■ **TEXTE FOURNI**
*****

L'écrivain Elisa Shua Dusapin. [Keystone - Anthony Anex]
Entretien avec Elisa Shua Dusapin, autrice de "Vladivostok Circus" / QWERTZ / 23 min. / le 24 août 2020
Avec "Vladivostok Circus", la jeune prodige des lettres romandes nous entraîne en Sibérie dans un univers circassien fascinant et énigmatique, où la confiance entre les êtres est primordiale.

"Vladivostok Circus", le troisième roman d'Elisa Shua Dusapin, est un livre impressionniste qui entraîne le lecteur aux confins du monde, en Sibérie plus exactement, dans un univers du cirque énigmatique et presque suranné.

Ainsi, après avoir emmené ses lecteurs en Corée du Sud dans son premier roman, "Hiver à Sokcho" en 2016 (prix Robert-Walser et le prix de la Société des Gens de lettres, notamment), puis au Japon dans son deuxième roman, "Les Billes du Pachinko" (Prix suisse de littérature 2019), c'est à nouveau d’Extrême-Orient - mais russe cette fois-ci -, dont il est question ici.

Je suis le plus loin possible de mon point de retour

Extrait de "Vladivostok Circus" d'Elisa Shua Dusapin

Une atmosphère mystérieuse

Et c'est un plaisir de retrouver la plume et l'univers de cette très jeune écrivaine franco-suisse et coréenne, prodige des lettres romandes âgée de 28 ans, tant l'atmosphère qui plane sur ce roman est mystérieuse. Le lecteur y suit Nathalie, une jeune Française de 22 ans, qui débarque sur sol russe sans trop savoir ni comment, ni réellement où elle met les pieds. "Je ne suis pas attendue, je pense", confie-t-elle pleine de doutes, à la première ligne du roman.

Mais la jeune femme finira bien vite par trouver le moyen de rejoindre ses futurs employeurs dans l'enceinte désertée d'un cirque entre deux saisons: le Canadien Léon, metteur en scène, et les Russes Anna, Anton et Nino, le trio d'artistes-acrobates fraîchement formé, qui se prépare sans relâche au concours international d'Oulan-Oude, l'une des plus prestigieuses compétitions circassiennes de Russie.

*****

■ **DONNÉES RECUEILLIES**
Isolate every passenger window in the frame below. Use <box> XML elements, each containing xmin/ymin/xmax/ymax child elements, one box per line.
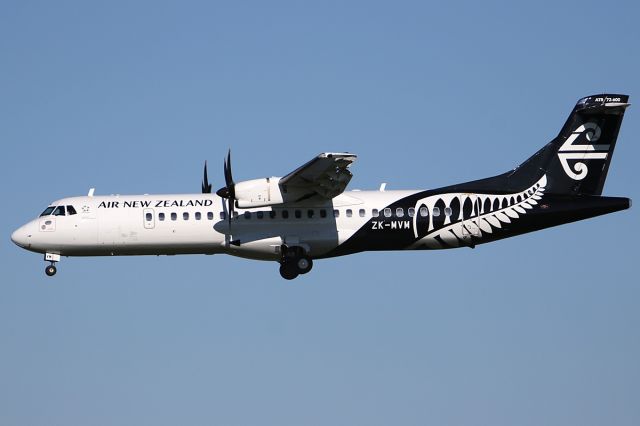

*****

■ **CONSIGNE**
D'après l'article sur "Vladivostok Circus", répondez brièvement :
1. Quel âge a Nathalie ?
2. Quelle distinction a obtenue "Les Billes du Pachinko" ?
3. Dans quelle ville se tient le concours international que prépare le trio d'artistes-acrobates ?
Les données constituent un matériau à part, sans lien avec le texte fourni.

■ **RÉPONSE COMPLÈTE**
1. Elle a 22 ans.
2. Le Prix suisse de littérature 2019.
3. À Oulan-Oude.